* [Task]
What you write should be the line containing "Place one marker on every instance of the mast" followed by every line after it to the end of the listing, exactly as given, and nothing more.
◇ ◇ ◇ ◇ ◇ ◇ ◇
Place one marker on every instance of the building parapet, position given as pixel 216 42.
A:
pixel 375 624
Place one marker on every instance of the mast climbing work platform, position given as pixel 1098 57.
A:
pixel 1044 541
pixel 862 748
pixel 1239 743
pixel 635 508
◇ ◇ ◇ ◇ ◇ ◇ ◇
* [Exercise solution]
Place one marker on every instance of the mast climbing work platform, position given as pixel 1098 57.
A:
pixel 1044 541
pixel 862 748
pixel 1239 743
pixel 635 508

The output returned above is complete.